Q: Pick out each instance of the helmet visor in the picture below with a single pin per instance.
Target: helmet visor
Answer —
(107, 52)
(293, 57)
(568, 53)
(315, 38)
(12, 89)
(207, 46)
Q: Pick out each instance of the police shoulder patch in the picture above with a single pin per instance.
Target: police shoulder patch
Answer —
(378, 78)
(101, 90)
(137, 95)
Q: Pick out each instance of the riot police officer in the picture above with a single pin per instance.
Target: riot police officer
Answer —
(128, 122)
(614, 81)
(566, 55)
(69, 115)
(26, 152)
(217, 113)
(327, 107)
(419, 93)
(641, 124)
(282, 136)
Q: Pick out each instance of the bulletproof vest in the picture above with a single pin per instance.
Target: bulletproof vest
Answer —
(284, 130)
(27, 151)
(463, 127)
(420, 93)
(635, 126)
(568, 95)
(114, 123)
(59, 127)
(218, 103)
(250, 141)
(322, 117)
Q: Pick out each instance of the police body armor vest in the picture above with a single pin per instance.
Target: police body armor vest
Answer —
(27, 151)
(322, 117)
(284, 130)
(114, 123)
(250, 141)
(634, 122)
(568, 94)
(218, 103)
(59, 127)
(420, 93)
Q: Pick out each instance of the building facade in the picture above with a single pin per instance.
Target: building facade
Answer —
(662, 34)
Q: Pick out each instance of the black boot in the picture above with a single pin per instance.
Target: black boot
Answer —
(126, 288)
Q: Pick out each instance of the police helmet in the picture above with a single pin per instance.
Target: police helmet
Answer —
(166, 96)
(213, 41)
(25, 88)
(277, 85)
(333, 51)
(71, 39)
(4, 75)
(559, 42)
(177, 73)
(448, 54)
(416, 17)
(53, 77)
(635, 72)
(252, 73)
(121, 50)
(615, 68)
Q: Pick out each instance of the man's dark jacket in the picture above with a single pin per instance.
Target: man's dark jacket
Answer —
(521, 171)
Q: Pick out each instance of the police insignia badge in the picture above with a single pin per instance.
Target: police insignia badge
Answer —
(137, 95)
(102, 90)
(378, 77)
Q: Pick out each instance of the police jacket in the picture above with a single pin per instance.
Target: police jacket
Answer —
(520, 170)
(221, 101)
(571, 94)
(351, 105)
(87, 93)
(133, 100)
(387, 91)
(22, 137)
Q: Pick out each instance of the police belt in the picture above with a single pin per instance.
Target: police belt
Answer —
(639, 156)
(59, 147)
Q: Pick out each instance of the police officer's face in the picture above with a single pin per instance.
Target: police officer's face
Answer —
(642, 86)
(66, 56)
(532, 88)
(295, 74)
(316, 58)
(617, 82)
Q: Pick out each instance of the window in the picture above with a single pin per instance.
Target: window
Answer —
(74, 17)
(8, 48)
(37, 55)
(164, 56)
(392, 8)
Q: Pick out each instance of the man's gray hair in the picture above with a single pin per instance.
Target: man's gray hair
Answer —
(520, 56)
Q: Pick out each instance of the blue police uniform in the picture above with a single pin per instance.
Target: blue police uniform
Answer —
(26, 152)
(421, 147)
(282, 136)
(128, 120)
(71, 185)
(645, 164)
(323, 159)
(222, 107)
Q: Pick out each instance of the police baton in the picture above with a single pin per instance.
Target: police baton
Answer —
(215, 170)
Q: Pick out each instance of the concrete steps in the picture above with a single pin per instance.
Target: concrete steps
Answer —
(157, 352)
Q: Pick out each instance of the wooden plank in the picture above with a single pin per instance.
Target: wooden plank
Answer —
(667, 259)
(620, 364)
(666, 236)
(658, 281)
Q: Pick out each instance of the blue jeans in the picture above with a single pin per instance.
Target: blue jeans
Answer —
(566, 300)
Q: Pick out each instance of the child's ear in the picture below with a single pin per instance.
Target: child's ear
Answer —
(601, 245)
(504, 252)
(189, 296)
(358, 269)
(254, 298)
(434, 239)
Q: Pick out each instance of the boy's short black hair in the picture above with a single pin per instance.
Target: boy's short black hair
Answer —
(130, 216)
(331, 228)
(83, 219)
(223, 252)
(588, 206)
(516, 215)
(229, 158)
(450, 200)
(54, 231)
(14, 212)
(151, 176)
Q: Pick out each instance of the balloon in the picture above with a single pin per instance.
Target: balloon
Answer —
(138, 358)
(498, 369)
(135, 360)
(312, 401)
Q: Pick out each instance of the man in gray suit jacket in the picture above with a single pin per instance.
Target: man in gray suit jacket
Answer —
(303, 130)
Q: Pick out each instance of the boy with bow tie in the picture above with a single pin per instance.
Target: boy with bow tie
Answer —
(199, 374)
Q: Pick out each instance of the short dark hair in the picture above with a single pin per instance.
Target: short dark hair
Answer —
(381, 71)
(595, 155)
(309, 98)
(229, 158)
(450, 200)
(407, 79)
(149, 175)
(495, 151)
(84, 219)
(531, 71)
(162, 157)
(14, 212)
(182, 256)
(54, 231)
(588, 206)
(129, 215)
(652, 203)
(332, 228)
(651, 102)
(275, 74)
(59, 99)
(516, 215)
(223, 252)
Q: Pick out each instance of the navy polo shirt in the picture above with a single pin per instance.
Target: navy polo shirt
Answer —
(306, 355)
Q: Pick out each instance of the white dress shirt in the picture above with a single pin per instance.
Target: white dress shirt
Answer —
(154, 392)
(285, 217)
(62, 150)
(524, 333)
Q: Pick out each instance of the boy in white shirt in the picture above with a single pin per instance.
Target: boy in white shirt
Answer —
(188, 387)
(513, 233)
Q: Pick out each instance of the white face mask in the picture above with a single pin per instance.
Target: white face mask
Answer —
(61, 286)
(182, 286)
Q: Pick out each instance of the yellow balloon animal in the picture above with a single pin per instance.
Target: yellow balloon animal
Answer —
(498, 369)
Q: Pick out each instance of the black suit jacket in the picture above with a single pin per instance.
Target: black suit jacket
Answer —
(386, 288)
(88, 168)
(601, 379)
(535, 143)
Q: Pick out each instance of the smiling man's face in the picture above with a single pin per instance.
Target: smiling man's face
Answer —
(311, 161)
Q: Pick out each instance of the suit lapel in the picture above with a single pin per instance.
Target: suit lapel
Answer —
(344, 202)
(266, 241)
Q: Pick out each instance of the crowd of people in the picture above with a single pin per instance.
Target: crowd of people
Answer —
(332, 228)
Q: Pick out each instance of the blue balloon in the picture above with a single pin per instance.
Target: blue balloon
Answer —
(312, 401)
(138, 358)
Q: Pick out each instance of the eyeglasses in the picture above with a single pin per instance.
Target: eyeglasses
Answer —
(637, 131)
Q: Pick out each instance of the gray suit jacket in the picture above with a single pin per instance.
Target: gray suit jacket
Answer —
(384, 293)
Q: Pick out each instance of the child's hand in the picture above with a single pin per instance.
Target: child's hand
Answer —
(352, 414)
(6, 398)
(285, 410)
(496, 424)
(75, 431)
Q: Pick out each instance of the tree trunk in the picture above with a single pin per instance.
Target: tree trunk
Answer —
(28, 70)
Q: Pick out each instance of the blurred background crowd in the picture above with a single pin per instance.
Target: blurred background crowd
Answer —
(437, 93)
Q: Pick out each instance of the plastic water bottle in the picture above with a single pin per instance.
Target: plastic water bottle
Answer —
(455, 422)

* * * * * * * * *

Copy all of the data above line for line, with no changes.

Q: Pick out each instance of the helmet visor in the picture below with a single pin per instance.
Target: helmet visor
Answer —
(107, 52)
(293, 57)
(568, 53)
(315, 38)
(12, 89)
(207, 46)
Q: Pick out each instance of the police shoulder patch in the picture above with a single pin per instance.
Target: police shoulder patch
Answer —
(378, 78)
(101, 90)
(137, 95)
Q: Pick out each instance of the riot police officer in the picture above with a single pin per instance.
Target: riot police officer
Answer —
(128, 122)
(614, 81)
(566, 55)
(69, 115)
(26, 152)
(217, 113)
(327, 107)
(419, 93)
(641, 124)
(282, 136)
Q: Pick out each instance of the bulletproof vest in the picture above with a single pin per instance.
Target: bulletproof vest
Answer —
(284, 130)
(27, 151)
(463, 127)
(420, 93)
(635, 126)
(568, 95)
(114, 123)
(59, 127)
(218, 103)
(250, 141)
(322, 117)
Q: Pick out each instance of the police body armor vest in the picture above with a single pin per instance.
Target: police body armor vest
Answer —
(27, 151)
(322, 117)
(284, 130)
(114, 123)
(250, 141)
(634, 122)
(568, 94)
(218, 103)
(59, 127)
(420, 93)
Q: Pick out each instance of the building facade in the picture above with a single pin per instance.
Target: building facade
Answer —
(662, 34)
Q: Pick out each instance of the black boot in the picture above with a single pin per instance.
Target: black boot
Answer —
(126, 288)
Q: Pick out each instance of the police helmet in the picture above with a single pin per instance.
Target: police helmet
Answer —
(166, 96)
(213, 41)
(25, 88)
(277, 85)
(333, 51)
(71, 39)
(4, 75)
(559, 42)
(177, 73)
(448, 54)
(416, 17)
(53, 77)
(635, 72)
(252, 73)
(121, 50)
(615, 68)
Q: Pick out each instance of the man's dark jacket in the picture above with a single pin per instance.
Target: man's dark jacket
Answer —
(521, 171)
Q: Pick out each instance of the police insignia badge in the picture above with a single pin per instance.
Target: police insignia badge
Answer —
(137, 95)
(102, 90)
(378, 77)
Q: Pick out each instance of the police jacket in the picture above with a single pin per instance.
Target: police jacket
Answer —
(520, 170)
(221, 101)
(571, 94)
(351, 105)
(87, 93)
(133, 100)
(387, 91)
(22, 137)
Q: Pick out each instance of the police belt in the picture above with a single pin per instance.
Target: police belt
Answer —
(639, 156)
(59, 147)
Q: Pick out each instance of the police officer's face in the picture above with a single pin per instance.
Target: police officer's face
Answer —
(642, 86)
(66, 56)
(532, 88)
(295, 74)
(316, 58)
(617, 82)
Q: Pick out each instance of the window in the picture above with a single pin per instance.
Target: window
Answer —
(74, 17)
(8, 48)
(37, 55)
(164, 56)
(392, 8)
Q: Pick out each instance of the man's gray hair in the picture above with a single pin per instance.
Target: man's gray hair
Answer —
(520, 56)
Q: Pick out each instance of the blue police uniform in the picture above with a single pin per instance.
Target: blue police uniform
Answer —
(26, 152)
(421, 147)
(282, 136)
(128, 120)
(71, 185)
(645, 164)
(323, 159)
(222, 107)
Q: Pick out each instance of the police baton in the picture above with a single pin per instance.
Target: police baton
Answer —
(215, 170)
Q: Pick out each instance of the concrete steps in the picture above with a single pin per instance.
Target: concrete steps
Answer —
(157, 352)
Q: Pick out each instance of the wooden plank in the picture above with a single pin per instance.
Target: wooden plank
Answer —
(667, 259)
(620, 364)
(666, 236)
(658, 281)
Q: Pick out each instance of the blue jeans in the picture above with a single pin per instance.
Target: blue jeans
Answer —
(566, 300)
Q: Pick out each instance of the child's ear in the picture below with a single pin per instance.
Target: child's ear
Answer —
(601, 245)
(504, 252)
(189, 296)
(358, 269)
(254, 298)
(434, 239)
Q: Pick out each instance of the boy's short black hair in the picture above with a single pin per instance.
Target: boy's short black hair
Answer —
(130, 216)
(331, 228)
(83, 219)
(223, 252)
(588, 206)
(516, 215)
(229, 158)
(450, 200)
(54, 231)
(14, 212)
(151, 176)
Q: Pick out each instance of the balloon in the picture above with a single pin per instance.
Target: balloon
Answer —
(138, 358)
(498, 369)
(135, 360)
(312, 401)
Q: Pick out each instance of the man in gray suit jacket in the picture above with a single pin per instance.
Target: man in gray suit jacket
Answer —
(303, 130)
Q: Pick out each instance of the boy with bow tie in the picture above with a single pin per instance.
Target: boy with bow tie
Answer —
(199, 374)
Q: Pick out each instance of the short dark hair in the picture above with a single pin per instance.
Target: short dark hair
Answer —
(381, 71)
(595, 155)
(309, 98)
(229, 158)
(450, 200)
(407, 79)
(149, 175)
(495, 151)
(84, 219)
(531, 71)
(162, 157)
(14, 212)
(182, 256)
(54, 231)
(588, 206)
(129, 215)
(652, 203)
(332, 228)
(651, 102)
(275, 74)
(59, 99)
(516, 215)
(223, 252)
Q: Pick out each instance of the navy polo shirt in the picture above with a single pin per instance.
Target: navy polo shirt
Answer —
(306, 355)
Q: Pick out each instance of the white dress shirt in the picture above with a single pin per instance.
Target: white dress shirt
Answer —
(154, 392)
(285, 217)
(62, 150)
(524, 333)
Q: Pick out each instance of the boy in white shirt in the picture above with a single pin per instance.
Target: boy in white shirt
Answer —
(188, 387)
(513, 233)
Q: Pick out each instance of the white face mask in the picture above with a single pin per instance.
Target: white face mask
Answer —
(61, 286)
(182, 286)
Q: Pick out each instance of the yellow balloon animal in the picture above with a single pin per instance.
Target: yellow balloon animal
Answer —
(498, 369)
Q: Pick out each instance of the black suit jacket in the picture above with a single pin per instance.
Target: black suit jacket
Answer —
(386, 288)
(88, 168)
(601, 379)
(535, 143)
Q: Pick out each instance of the smiling man's face in the picture above with a single pin per instance.
Target: smiling man's face
Answer —
(311, 161)
Q: Pick out each instance of the suit lapel in the picture above with a single pin per instance.
Target: suit lapel
Answer —
(344, 202)
(266, 241)
Q: Pick out each instance of the crowd of people in the picture above with a single pin per instance.
Target: crowd of people
Answer —
(332, 228)
Q: Pick out each instance of the blue balloon in the picture above with a single pin per instance.
Target: blue balloon
Answer —
(312, 401)
(138, 358)
Q: Pick out each instance of the eyeglasses in the picture above with a single pin per instance.
Target: eyeglasses
Answer —
(637, 131)
Q: Pick out each instance of the gray suit jacket in the picture above with a single pin per instance.
Target: gray suit jacket
Answer —
(384, 293)
Q: Pick out each instance of the child's hand in the picture above with a single pin per instance.
Target: child's hand
Answer —
(352, 414)
(6, 398)
(285, 410)
(496, 424)
(75, 431)
Q: Pick out each instance of the tree trunk in the picture above with a single pin per instance.
Target: tree trunk
Answer —
(28, 70)
Q: Pick out each instance of the blurred background crowd in the picture above with a single pin per instance.
Target: blurred background crowd
Answer —
(437, 93)
Q: Pick out each instance of the plastic water bottle in the picture above with a single pin per instance.
Target: plastic water bottle
Answer —
(455, 422)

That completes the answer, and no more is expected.